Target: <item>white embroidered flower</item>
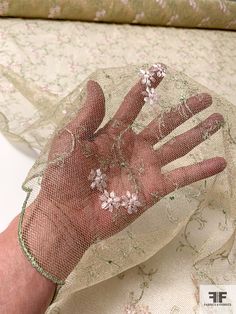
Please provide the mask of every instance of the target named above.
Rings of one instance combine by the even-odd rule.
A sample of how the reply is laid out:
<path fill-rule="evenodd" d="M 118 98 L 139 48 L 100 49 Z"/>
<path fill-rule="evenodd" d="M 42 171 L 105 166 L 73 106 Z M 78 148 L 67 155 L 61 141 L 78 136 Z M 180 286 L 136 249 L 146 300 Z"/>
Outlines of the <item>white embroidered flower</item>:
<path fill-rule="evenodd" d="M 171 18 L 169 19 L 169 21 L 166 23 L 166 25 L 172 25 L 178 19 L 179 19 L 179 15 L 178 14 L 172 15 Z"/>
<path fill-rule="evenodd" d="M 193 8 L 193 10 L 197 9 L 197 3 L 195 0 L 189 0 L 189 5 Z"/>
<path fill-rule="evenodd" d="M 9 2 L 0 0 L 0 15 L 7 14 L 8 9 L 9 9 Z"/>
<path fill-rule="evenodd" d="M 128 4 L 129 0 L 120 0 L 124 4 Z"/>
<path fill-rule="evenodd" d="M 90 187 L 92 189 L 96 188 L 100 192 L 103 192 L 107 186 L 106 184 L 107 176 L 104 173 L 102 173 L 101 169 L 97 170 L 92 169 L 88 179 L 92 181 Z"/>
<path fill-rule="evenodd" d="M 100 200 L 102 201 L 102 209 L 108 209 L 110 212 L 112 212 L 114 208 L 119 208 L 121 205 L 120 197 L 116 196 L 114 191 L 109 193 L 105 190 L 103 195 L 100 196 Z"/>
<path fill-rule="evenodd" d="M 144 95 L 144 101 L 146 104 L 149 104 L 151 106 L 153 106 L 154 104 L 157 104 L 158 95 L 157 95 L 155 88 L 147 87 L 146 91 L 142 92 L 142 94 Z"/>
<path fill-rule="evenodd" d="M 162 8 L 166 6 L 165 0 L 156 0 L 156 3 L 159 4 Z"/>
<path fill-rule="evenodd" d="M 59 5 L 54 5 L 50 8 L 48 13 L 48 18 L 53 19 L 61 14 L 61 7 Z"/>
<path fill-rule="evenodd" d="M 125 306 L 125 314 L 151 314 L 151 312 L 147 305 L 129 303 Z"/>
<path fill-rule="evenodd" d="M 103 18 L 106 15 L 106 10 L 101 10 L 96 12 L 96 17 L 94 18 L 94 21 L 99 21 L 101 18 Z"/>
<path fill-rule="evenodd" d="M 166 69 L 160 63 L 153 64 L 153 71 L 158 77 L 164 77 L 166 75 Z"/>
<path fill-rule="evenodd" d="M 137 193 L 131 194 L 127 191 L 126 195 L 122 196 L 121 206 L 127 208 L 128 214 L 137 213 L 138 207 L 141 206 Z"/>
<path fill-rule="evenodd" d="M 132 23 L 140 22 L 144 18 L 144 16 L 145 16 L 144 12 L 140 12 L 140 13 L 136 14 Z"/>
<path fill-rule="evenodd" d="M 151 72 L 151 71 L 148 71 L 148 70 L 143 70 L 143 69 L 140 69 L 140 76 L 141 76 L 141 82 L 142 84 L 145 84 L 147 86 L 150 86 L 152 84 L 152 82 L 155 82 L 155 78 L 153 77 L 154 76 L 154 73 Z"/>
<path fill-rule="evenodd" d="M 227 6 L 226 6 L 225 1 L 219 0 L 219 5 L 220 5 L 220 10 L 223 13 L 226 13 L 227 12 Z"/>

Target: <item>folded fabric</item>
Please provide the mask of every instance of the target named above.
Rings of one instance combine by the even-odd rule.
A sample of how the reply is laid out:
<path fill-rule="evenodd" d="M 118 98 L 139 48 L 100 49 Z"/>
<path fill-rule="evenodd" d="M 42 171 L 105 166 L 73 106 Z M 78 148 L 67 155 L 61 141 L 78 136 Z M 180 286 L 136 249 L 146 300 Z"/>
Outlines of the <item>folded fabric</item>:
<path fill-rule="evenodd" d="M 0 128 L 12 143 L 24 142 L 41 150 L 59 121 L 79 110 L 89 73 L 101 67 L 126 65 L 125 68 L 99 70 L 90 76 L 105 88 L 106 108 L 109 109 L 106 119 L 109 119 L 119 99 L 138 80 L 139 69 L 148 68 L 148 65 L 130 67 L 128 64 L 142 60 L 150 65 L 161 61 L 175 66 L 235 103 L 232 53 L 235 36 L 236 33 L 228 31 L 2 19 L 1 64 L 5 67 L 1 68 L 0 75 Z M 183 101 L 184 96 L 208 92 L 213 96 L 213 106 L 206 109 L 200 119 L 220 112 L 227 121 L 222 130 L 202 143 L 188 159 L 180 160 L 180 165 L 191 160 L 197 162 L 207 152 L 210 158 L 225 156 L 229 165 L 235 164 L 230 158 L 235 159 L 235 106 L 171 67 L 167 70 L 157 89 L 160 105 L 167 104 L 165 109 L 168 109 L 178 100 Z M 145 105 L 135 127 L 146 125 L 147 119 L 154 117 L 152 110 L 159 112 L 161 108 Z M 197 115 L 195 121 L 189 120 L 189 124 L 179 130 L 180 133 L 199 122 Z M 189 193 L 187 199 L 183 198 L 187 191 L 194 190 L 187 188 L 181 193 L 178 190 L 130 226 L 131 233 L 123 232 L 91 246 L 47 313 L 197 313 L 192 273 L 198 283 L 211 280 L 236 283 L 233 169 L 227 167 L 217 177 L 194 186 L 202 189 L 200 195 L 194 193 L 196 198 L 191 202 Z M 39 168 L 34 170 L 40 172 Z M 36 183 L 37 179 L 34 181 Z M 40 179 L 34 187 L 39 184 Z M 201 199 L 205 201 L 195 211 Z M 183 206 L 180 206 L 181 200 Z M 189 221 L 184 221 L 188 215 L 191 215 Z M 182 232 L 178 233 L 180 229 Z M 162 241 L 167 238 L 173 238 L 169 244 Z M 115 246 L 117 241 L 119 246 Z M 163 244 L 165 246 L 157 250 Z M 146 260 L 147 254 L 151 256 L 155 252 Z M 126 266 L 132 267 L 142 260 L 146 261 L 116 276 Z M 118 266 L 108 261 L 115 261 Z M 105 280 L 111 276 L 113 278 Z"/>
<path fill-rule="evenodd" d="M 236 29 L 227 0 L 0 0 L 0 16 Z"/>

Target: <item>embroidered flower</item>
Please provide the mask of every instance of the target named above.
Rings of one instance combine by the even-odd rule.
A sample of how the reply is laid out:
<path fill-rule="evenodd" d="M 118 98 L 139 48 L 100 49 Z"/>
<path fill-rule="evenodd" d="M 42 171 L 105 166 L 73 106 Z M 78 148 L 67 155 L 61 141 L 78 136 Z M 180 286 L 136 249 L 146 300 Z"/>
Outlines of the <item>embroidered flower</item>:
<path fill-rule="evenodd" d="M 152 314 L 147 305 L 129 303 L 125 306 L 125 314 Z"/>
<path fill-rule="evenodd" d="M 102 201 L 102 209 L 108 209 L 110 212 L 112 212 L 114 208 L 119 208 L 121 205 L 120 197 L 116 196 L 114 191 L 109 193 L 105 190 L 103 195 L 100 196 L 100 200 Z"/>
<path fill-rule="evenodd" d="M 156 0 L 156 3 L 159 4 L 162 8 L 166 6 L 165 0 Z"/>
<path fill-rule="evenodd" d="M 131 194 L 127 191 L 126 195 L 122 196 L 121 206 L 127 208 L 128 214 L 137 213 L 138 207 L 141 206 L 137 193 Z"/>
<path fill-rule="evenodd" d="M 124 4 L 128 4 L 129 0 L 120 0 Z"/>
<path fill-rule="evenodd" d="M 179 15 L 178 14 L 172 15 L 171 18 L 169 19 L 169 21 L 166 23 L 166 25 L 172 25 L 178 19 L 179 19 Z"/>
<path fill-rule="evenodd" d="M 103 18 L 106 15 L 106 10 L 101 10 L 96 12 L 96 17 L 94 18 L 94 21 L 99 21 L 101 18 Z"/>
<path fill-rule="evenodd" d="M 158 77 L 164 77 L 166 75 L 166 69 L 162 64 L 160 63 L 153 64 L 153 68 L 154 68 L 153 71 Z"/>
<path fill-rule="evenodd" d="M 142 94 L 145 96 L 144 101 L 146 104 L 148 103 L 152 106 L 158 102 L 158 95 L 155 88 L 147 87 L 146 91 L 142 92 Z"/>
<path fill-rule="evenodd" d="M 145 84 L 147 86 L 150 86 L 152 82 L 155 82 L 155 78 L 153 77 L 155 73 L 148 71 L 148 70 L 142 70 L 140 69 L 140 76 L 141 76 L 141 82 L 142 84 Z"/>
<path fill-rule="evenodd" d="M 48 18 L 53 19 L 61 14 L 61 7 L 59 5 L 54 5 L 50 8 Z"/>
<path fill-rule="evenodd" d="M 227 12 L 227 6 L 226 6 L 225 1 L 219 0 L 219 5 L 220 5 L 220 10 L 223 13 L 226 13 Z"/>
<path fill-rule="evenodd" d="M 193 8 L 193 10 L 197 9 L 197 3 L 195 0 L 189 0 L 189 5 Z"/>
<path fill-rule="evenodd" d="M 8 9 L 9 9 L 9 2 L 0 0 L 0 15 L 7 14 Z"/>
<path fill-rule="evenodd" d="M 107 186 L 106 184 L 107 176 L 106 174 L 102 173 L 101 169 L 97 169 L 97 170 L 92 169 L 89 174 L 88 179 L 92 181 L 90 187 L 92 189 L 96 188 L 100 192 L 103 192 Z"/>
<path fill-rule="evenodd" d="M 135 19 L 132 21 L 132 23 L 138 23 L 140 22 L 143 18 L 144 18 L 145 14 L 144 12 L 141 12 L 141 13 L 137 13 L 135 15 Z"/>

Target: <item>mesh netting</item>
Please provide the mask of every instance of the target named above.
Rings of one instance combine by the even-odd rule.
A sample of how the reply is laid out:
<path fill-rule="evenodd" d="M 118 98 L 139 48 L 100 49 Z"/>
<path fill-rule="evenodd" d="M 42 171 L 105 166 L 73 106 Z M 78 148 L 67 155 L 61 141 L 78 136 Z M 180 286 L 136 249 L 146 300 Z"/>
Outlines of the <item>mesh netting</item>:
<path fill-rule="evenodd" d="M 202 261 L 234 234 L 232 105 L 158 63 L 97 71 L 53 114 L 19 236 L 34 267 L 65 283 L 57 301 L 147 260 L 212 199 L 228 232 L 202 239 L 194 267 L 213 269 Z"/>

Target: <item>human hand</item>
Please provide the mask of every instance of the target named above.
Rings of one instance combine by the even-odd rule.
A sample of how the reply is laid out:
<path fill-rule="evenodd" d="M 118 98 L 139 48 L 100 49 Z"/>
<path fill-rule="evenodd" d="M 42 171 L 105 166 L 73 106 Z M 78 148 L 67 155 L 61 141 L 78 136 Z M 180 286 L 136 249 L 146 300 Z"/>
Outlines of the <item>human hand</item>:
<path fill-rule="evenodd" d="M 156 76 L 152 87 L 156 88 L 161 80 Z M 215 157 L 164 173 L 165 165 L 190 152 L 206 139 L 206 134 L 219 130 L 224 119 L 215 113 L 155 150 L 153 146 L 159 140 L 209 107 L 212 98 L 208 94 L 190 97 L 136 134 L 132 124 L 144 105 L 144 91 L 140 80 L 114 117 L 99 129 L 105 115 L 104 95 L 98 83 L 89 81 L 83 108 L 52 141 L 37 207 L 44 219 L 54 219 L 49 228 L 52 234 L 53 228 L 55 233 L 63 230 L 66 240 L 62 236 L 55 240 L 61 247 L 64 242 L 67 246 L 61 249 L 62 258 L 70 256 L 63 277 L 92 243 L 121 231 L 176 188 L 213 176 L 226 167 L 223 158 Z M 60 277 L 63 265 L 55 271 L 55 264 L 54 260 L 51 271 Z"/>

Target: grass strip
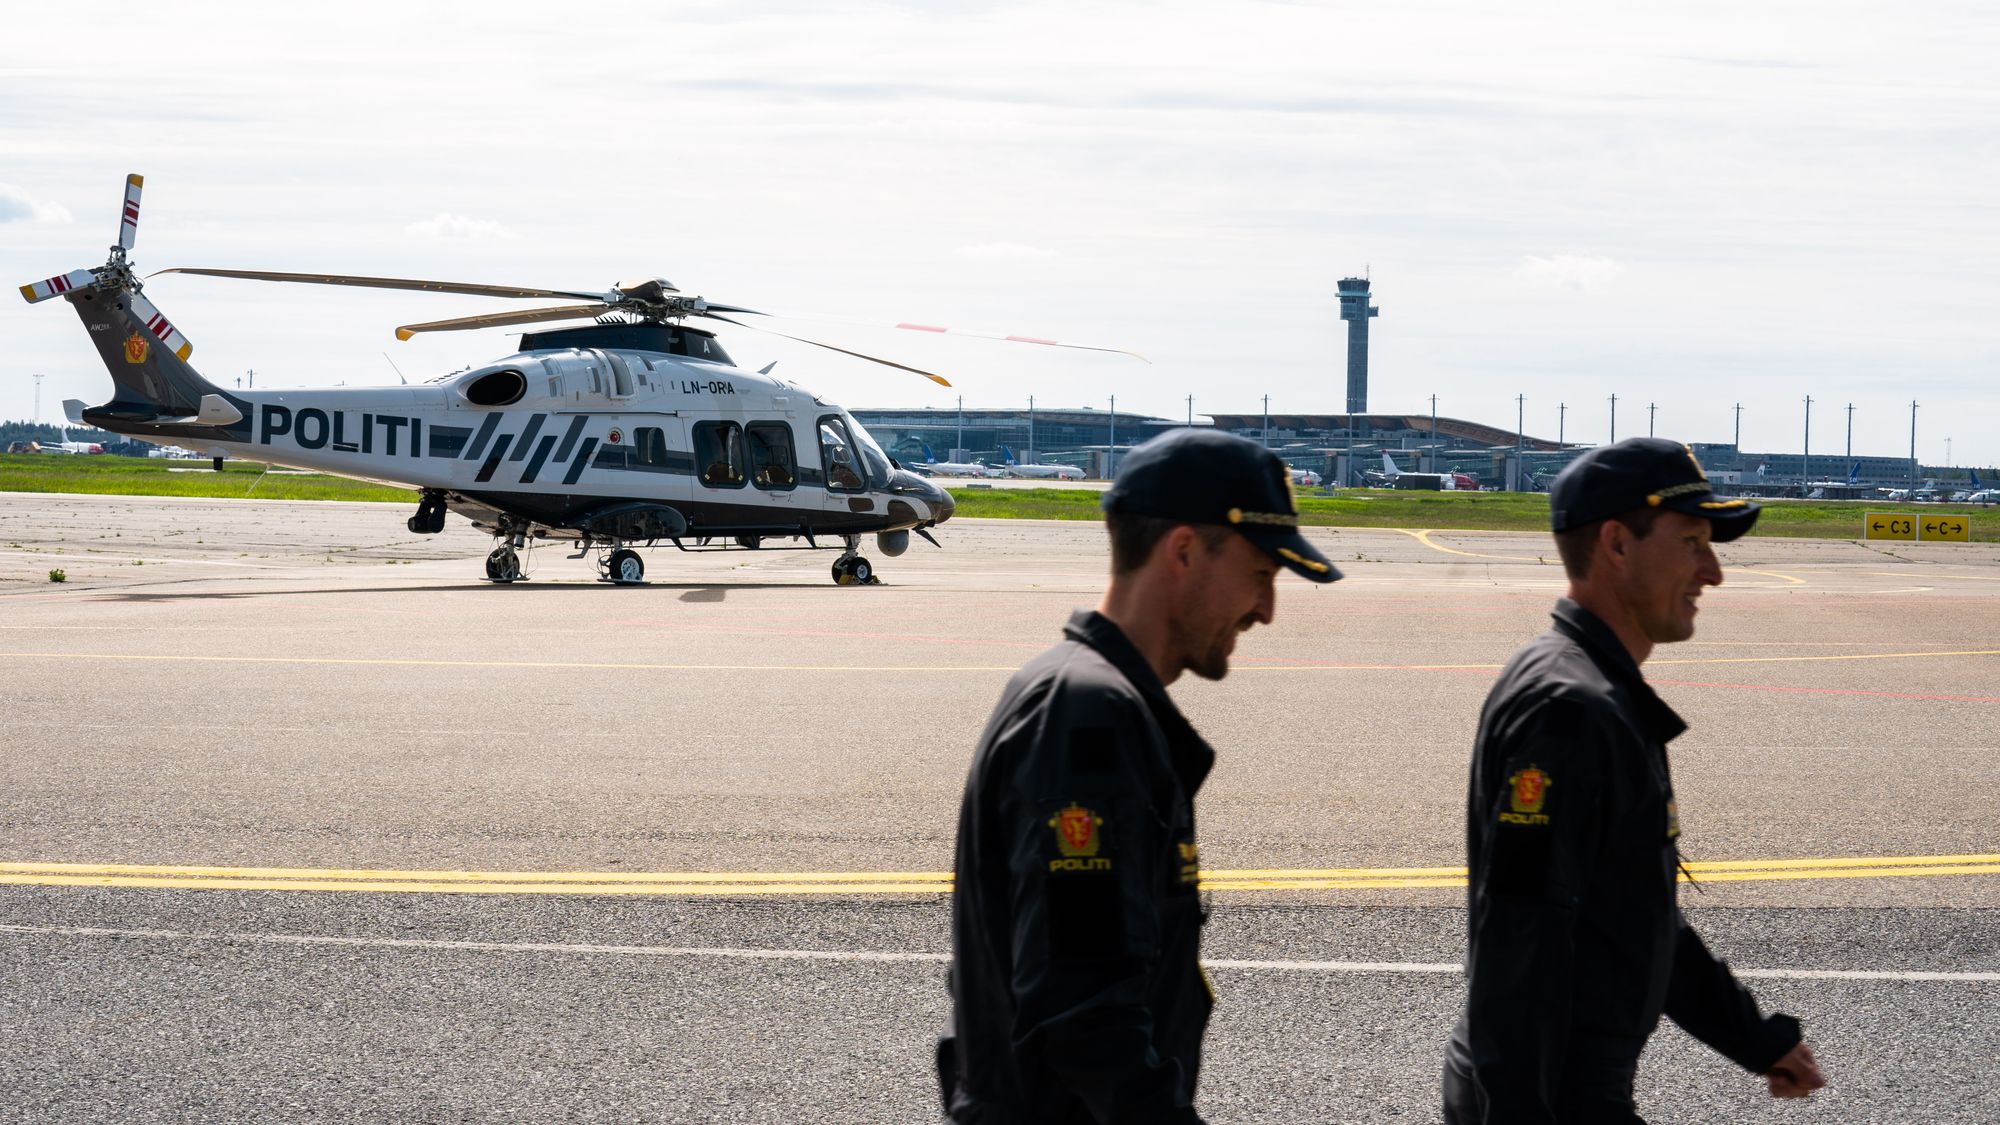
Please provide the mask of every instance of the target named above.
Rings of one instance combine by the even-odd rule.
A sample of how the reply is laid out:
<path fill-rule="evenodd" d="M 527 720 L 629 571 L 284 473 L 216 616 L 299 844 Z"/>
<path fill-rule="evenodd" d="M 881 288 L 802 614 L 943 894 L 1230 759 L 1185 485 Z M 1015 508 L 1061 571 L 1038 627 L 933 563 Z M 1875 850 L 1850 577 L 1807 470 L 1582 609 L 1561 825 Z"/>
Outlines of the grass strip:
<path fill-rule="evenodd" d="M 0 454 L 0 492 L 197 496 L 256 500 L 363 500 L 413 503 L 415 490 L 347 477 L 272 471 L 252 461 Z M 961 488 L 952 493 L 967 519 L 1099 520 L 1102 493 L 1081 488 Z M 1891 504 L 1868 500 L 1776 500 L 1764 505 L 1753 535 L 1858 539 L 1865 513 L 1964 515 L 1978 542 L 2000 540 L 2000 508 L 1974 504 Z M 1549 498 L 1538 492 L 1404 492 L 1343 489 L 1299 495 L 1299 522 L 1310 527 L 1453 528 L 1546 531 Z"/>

|---|

Task to complete -
Word for word, restate the lines from the one holding "527 720 L 629" to the last line of the records.

Finished exercise -
<path fill-rule="evenodd" d="M 527 720 L 629 571 L 284 473 L 216 616 L 299 844 Z"/>
<path fill-rule="evenodd" d="M 881 288 L 802 614 L 943 894 L 1230 759 L 1185 485 Z M 1015 508 L 1061 571 L 1038 627 L 933 563 Z M 1875 850 L 1850 577 L 1807 470 L 1582 609 L 1561 825 Z"/>
Outlines of the grass strip:
<path fill-rule="evenodd" d="M 0 454 L 0 492 L 197 496 L 256 500 L 363 500 L 413 503 L 415 490 L 347 477 L 272 471 L 252 461 Z M 961 488 L 952 493 L 967 519 L 1099 520 L 1102 493 L 1081 488 Z M 1891 504 L 1868 500 L 1776 500 L 1764 505 L 1753 535 L 1858 539 L 1865 513 L 1964 515 L 1978 542 L 2000 540 L 2000 508 L 1974 504 Z M 1549 498 L 1538 492 L 1404 492 L 1343 489 L 1299 495 L 1299 522 L 1310 527 L 1453 528 L 1546 531 Z"/>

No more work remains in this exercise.